DIRECTIONS: Retype all of the data without changing a single word.

Referring expression pointing data:
== Segment start ==

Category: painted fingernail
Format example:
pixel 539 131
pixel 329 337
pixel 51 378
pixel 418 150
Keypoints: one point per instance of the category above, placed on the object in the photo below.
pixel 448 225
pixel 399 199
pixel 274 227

== Segment end ==

ANSWER TO THE EXERCISE:
Category: painted fingernail
Format example:
pixel 539 131
pixel 329 337
pixel 51 378
pixel 418 150
Keypoints: one point per instance of the category above, placed on the object in the photo below.
pixel 448 225
pixel 399 199
pixel 274 227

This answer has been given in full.